►

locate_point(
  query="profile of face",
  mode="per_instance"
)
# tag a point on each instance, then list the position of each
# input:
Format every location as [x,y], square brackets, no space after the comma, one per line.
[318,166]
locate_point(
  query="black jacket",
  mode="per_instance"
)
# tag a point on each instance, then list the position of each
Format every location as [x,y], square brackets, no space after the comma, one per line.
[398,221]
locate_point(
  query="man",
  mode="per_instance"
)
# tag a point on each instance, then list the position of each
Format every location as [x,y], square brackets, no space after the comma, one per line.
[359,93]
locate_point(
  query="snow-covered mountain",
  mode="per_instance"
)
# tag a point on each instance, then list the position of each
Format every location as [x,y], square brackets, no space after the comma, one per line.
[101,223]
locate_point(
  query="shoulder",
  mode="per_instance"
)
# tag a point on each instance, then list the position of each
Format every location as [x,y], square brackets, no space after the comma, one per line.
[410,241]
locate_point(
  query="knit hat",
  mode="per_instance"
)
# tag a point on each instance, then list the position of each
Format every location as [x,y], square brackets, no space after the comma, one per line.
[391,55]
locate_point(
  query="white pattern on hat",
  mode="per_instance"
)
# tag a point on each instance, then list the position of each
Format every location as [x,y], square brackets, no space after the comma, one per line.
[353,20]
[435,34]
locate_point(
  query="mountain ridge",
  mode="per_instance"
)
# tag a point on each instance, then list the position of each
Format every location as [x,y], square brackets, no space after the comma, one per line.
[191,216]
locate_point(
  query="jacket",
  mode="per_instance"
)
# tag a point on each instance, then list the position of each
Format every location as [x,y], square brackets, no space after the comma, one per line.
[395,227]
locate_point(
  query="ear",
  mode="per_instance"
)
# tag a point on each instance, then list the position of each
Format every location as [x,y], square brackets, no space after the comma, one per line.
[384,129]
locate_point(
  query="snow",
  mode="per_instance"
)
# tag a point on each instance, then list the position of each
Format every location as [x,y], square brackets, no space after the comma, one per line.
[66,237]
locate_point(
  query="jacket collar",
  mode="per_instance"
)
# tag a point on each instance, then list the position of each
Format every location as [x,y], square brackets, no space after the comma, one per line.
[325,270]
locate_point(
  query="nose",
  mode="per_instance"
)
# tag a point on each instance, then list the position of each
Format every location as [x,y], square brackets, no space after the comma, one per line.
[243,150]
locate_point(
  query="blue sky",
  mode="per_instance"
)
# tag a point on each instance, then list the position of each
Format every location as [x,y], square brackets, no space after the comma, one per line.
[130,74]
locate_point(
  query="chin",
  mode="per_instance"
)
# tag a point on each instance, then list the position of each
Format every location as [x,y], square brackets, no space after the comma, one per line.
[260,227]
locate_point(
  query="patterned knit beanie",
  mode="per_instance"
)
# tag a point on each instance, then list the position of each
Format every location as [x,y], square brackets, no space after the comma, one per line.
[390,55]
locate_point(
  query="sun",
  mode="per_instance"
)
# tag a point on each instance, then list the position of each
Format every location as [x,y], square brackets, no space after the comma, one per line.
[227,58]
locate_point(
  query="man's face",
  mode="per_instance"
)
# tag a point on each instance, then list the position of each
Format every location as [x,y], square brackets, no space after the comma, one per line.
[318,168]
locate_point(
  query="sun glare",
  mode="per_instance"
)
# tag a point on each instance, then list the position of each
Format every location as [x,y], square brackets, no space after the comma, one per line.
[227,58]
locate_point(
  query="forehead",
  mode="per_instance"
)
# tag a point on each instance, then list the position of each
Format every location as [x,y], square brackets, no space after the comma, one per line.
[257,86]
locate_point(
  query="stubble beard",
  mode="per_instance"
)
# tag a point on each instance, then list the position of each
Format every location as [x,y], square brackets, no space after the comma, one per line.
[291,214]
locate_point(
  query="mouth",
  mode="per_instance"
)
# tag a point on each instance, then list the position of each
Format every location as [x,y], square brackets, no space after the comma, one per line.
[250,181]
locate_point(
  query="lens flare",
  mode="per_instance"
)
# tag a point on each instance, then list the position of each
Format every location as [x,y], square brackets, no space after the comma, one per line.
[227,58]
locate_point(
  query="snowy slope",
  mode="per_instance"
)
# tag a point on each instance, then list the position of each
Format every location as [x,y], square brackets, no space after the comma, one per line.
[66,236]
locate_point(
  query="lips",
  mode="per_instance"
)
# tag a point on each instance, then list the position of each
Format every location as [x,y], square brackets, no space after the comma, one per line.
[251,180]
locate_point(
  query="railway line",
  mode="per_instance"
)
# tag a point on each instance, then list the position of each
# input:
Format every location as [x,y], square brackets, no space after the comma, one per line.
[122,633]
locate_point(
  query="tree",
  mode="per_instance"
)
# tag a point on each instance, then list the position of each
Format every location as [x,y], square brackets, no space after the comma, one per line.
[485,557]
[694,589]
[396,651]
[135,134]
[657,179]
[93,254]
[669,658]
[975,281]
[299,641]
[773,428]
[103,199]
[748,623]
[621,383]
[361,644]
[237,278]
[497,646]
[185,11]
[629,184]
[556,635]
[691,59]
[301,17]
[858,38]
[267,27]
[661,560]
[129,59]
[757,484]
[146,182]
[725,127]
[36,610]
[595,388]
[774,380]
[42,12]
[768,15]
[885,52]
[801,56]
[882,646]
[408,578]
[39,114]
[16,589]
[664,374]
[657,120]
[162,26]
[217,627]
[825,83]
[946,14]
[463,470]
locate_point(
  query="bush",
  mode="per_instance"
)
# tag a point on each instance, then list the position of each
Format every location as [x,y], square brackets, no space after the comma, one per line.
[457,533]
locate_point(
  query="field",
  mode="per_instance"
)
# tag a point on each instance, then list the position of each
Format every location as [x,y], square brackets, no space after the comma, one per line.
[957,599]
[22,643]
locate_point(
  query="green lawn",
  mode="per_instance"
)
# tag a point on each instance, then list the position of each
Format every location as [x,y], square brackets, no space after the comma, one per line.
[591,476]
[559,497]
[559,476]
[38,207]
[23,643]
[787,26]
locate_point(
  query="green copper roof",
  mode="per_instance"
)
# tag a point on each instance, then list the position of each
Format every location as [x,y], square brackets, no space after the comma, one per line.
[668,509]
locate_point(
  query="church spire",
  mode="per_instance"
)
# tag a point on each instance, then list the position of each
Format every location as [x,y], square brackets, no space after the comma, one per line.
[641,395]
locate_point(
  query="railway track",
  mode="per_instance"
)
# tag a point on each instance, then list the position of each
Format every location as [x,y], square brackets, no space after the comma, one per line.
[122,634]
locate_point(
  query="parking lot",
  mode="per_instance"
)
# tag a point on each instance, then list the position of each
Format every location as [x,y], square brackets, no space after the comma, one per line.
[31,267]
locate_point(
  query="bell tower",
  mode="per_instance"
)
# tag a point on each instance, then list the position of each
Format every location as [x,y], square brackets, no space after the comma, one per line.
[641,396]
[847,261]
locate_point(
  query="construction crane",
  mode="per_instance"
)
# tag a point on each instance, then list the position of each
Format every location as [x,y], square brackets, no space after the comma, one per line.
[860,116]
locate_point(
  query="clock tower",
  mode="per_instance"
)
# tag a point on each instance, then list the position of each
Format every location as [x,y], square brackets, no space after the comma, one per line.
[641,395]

◄

▶ **WHAT THE EXERCISE ASKS**
What lines in the entries above hold "jacket"? Copy every one.

▶ **SOLUTION TO THE EXERCISE**
  query="black jacket",
  query="jacket",
  query="jacket collar",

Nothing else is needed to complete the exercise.